Records contained in a dataset:
<<<<

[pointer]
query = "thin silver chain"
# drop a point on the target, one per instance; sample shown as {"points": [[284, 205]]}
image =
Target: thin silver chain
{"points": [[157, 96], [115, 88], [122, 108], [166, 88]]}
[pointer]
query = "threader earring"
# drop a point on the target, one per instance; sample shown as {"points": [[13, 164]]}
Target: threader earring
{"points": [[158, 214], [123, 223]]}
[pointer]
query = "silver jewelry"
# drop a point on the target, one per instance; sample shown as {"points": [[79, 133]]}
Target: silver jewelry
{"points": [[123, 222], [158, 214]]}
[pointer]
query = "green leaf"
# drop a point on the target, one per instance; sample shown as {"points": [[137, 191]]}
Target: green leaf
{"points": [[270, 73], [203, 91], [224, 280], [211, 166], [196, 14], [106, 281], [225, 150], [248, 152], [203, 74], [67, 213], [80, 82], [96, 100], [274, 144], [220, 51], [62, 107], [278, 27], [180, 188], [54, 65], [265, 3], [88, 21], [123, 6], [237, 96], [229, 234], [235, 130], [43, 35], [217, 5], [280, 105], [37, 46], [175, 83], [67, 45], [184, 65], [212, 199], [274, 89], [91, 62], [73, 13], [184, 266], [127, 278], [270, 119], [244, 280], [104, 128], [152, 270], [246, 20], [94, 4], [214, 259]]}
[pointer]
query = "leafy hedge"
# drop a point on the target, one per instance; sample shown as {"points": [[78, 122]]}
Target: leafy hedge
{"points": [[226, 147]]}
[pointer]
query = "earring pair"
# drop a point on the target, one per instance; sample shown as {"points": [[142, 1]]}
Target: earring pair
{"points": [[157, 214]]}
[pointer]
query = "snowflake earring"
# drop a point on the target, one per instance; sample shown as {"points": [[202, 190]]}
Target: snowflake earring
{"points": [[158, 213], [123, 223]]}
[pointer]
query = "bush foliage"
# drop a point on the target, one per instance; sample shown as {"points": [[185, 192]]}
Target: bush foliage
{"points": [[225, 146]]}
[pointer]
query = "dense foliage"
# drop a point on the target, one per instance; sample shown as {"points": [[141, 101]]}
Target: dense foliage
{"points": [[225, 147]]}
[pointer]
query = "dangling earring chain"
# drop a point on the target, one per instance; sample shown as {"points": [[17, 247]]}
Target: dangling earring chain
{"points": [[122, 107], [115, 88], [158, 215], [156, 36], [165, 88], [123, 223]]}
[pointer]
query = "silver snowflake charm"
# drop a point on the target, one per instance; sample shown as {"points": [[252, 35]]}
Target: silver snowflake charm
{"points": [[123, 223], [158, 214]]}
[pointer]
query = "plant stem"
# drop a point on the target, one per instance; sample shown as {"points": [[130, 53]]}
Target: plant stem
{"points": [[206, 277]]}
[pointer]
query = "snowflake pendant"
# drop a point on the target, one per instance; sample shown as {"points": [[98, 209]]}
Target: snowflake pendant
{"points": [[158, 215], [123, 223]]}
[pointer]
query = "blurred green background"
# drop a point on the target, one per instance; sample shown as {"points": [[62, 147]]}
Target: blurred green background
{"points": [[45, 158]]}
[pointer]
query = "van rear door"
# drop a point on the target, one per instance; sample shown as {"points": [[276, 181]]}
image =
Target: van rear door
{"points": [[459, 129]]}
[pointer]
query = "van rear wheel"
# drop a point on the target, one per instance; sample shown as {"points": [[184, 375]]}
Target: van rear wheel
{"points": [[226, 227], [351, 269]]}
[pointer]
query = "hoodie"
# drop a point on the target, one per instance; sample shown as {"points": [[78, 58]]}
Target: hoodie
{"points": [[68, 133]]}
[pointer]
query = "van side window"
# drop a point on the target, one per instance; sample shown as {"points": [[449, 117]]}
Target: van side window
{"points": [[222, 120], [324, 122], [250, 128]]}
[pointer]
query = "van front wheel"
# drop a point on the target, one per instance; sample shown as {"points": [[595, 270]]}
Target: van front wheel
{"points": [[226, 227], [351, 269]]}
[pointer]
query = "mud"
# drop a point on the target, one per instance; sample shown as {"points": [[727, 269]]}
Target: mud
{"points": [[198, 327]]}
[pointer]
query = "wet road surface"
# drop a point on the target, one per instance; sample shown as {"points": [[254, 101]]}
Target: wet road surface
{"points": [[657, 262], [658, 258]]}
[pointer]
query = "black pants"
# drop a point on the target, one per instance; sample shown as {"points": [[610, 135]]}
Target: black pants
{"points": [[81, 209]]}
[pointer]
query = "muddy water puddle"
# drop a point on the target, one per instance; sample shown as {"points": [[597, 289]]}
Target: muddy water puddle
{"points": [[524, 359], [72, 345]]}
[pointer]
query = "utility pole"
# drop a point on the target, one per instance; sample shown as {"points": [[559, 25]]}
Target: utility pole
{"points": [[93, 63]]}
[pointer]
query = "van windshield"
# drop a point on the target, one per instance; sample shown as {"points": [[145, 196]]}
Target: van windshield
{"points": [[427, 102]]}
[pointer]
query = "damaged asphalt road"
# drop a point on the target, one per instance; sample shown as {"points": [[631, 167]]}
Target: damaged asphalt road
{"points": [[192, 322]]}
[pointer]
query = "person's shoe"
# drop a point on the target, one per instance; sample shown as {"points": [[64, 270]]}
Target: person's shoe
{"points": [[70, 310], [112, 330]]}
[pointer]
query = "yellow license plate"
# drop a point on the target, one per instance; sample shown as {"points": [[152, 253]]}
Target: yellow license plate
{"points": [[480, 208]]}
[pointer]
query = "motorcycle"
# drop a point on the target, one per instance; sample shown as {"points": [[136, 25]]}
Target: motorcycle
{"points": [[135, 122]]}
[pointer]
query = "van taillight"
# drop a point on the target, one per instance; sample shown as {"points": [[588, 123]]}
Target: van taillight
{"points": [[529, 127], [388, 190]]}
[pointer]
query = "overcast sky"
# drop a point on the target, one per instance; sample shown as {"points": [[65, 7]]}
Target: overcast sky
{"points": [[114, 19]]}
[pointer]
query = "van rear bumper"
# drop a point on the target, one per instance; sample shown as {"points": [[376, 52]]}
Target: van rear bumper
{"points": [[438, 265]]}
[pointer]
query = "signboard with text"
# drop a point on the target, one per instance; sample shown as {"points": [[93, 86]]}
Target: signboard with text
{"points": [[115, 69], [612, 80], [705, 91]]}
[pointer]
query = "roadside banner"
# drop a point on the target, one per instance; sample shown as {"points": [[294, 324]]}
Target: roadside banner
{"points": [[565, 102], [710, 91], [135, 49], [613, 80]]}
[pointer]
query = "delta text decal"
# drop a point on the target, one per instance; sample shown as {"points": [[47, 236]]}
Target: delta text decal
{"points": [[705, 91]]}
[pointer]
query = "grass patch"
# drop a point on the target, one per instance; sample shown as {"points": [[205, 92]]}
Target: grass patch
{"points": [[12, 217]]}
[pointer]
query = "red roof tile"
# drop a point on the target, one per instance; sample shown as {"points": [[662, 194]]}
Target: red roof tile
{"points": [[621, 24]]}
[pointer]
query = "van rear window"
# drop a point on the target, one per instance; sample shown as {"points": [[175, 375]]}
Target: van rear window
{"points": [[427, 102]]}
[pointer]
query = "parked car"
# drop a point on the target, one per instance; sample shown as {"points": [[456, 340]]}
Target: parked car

>>>>

__The problem__. For this exercise, retype each entry from above exactly as it stands.

__Response area__.
[pointer]
query = "thin silver chain"
# drop a point on the target, one per instance; sample shown as {"points": [[284, 205]]}
image =
Target: thin silver chain
{"points": [[157, 96], [115, 88], [122, 108], [166, 88]]}
[pointer]
query = "threader earring"
# drop a point on the target, one per instance; sample shown as {"points": [[13, 164]]}
Target: threader earring
{"points": [[158, 214], [123, 223]]}
[pointer]
query = "silver jewelry"
# drop a point on the target, one per instance; sample shown as {"points": [[79, 133]]}
Target: silver jewelry
{"points": [[123, 222], [158, 214]]}
[pointer]
query = "green leaf"
# drop a point on the target, one per instance; sample shown as {"points": [[137, 191]]}
Target: green leaf
{"points": [[270, 73], [203, 91], [224, 280], [211, 166], [196, 14], [106, 281], [225, 150], [248, 152], [203, 74], [67, 213], [80, 82], [96, 100], [274, 144], [220, 51], [62, 107], [278, 27], [180, 188], [54, 65], [265, 3], [88, 21], [123, 6], [237, 96], [229, 234], [235, 130], [43, 35], [217, 5], [280, 105], [37, 46], [175, 83], [67, 45], [184, 65], [212, 199], [274, 89], [91, 62], [73, 13], [184, 266], [127, 278], [270, 119], [244, 280], [104, 128], [152, 270], [246, 20], [94, 4], [214, 259]]}
[pointer]
query = "leafy hedge"
# drop a point on the target, one per instance; sample shown as {"points": [[78, 122]]}
Target: leafy hedge
{"points": [[226, 147]]}
[pointer]
query = "earring pair"
# drop a point on the target, one per instance; sample shown as {"points": [[142, 1]]}
Target: earring pair
{"points": [[157, 214]]}
[pointer]
query = "snowflake earring"
# drop a point on the target, one per instance; sample shown as {"points": [[202, 190]]}
Target: snowflake earring
{"points": [[158, 213], [123, 223]]}
[pointer]
query = "bush foliage"
# drop a point on the target, one per instance; sample shown as {"points": [[185, 192]]}
Target: bush foliage
{"points": [[225, 146]]}
[pointer]
query = "dense foliage"
# drop a point on the target, one per instance; sample shown as {"points": [[141, 101]]}
Target: dense foliage
{"points": [[225, 147]]}
[pointer]
query = "dangling earring chain"
# drop a point on the target, one per instance; sample shown as {"points": [[17, 247]]}
Target: dangling earring chain
{"points": [[122, 107], [115, 88], [158, 215], [156, 36], [165, 88], [123, 223]]}
[pointer]
query = "silver snowflake charm"
# drop a point on the target, one per instance; sample shown as {"points": [[252, 35]]}
Target: silver snowflake charm
{"points": [[123, 223], [158, 214]]}
[pointer]
query = "plant stem"
# drop a point on the target, one per instance; sample shown as {"points": [[130, 53]]}
Target: plant stem
{"points": [[206, 277]]}
[pointer]
query = "snowflake pendant"
# drop a point on the target, one per instance; sample shown as {"points": [[98, 209]]}
Target: snowflake pendant
{"points": [[158, 215], [123, 223]]}
[pointer]
query = "blurred green background"
# drop a point on the target, one per instance; sample shown as {"points": [[62, 147]]}
Target: blurred green background
{"points": [[45, 158]]}
[pointer]
query = "van rear door"
# drop a point on the target, one per instance; sample shown as {"points": [[276, 181]]}
image =
Target: van rear door
{"points": [[459, 129]]}
[pointer]
query = "van rear wheel"
# drop a point on the target, one per instance; sample shown as {"points": [[184, 375]]}
Target: van rear wheel
{"points": [[226, 227], [351, 269]]}
[pointer]
query = "hoodie"
# drop a point on the target, one per instance; sample shown as {"points": [[78, 58]]}
Target: hoodie
{"points": [[68, 133]]}
[pointer]
query = "van side window"
# drop a point on the target, one per instance; sample shown as {"points": [[449, 117]]}
Target: van side window
{"points": [[222, 120], [324, 122], [250, 128]]}
[pointer]
query = "van front wheel"
# drop a point on the target, one per instance; sample shown as {"points": [[595, 270]]}
Target: van front wheel
{"points": [[226, 227], [351, 269]]}
[pointer]
query = "mud"
# drop a point on the target, one per instance; sample shown as {"points": [[727, 269]]}
Target: mud
{"points": [[198, 327]]}
[pointer]
query = "wet road surface"
# drop a point on the target, one per instance; sample shown as {"points": [[254, 101]]}
Target: wet road surface
{"points": [[657, 262], [658, 258]]}
[pointer]
query = "black pants"
# drop a point on the target, one per instance; sample shown as {"points": [[610, 135]]}
Target: black pants
{"points": [[81, 209]]}
[pointer]
query = "muddy water puddle"
# drop a point on the target, one per instance; sample shown as {"points": [[597, 289]]}
Target: muddy water puddle
{"points": [[524, 359], [72, 345]]}
[pointer]
query = "utility pole"
# drop a point on the target, one per instance; sample shown as {"points": [[559, 25]]}
Target: utility pole
{"points": [[93, 63]]}
[pointer]
query = "van windshield"
# drop a point on the target, one per instance; sample shown as {"points": [[145, 196]]}
Target: van windshield
{"points": [[427, 102]]}
[pointer]
query = "damaged asphalt road"
# drop a point on the target, one per instance; sample shown as {"points": [[631, 167]]}
Target: damaged asphalt road
{"points": [[192, 322]]}
[pointer]
query = "person's shoe"
# drop a point on the target, one per instance; sample shown as {"points": [[64, 270]]}
Target: person's shoe
{"points": [[70, 310], [112, 330]]}
[pointer]
query = "yellow license plate"
# drop a point on the target, one per instance; sample shown as {"points": [[152, 253]]}
Target: yellow license plate
{"points": [[480, 208]]}
[pointer]
query = "motorcycle"
# drop a point on the target, one per instance; sample shown as {"points": [[136, 25]]}
Target: motorcycle
{"points": [[135, 122]]}
[pointer]
query = "van taillight"
# drop a point on the target, one per instance; sample shown as {"points": [[588, 123]]}
Target: van taillight
{"points": [[529, 127], [388, 190]]}
[pointer]
query = "overcast sky"
# drop a point on the target, one per instance; sample shown as {"points": [[65, 7]]}
Target: overcast sky
{"points": [[114, 19]]}
[pointer]
query = "van rear bumper"
# drop a point on the target, one per instance; sample shown as {"points": [[376, 52]]}
Target: van rear bumper
{"points": [[438, 265]]}
[pointer]
query = "signboard with text"
# drop a point on the target, one per instance; sample shown as {"points": [[93, 86]]}
Target: signboard with text
{"points": [[115, 69], [612, 80], [705, 91]]}
[pointer]
query = "roadside banner"
# drop a point on the target, one per instance; sample shown as {"points": [[294, 324]]}
Target: roadside banner
{"points": [[565, 102], [710, 91], [135, 49], [613, 80]]}
[pointer]
query = "delta text decal"
# drop a point on the target, one per instance; sample shown as {"points": [[47, 236]]}
Target: delta text decal
{"points": [[705, 91]]}
[pointer]
query = "grass patch"
# drop a point on the target, one per instance; sample shown as {"points": [[205, 92]]}
Target: grass patch
{"points": [[12, 217]]}
[pointer]
query = "red roof tile"
# drop a point on the target, one per instance; sample shown as {"points": [[662, 194]]}
Target: red roof tile
{"points": [[621, 24]]}
[pointer]
query = "van rear window"
# drop a point on the target, one per instance; sample shown as {"points": [[175, 375]]}
Target: van rear window
{"points": [[427, 102]]}
[pointer]
query = "parked car"
# drop a point on the target, one per instance; sample shown as {"points": [[456, 340]]}
Target: parked car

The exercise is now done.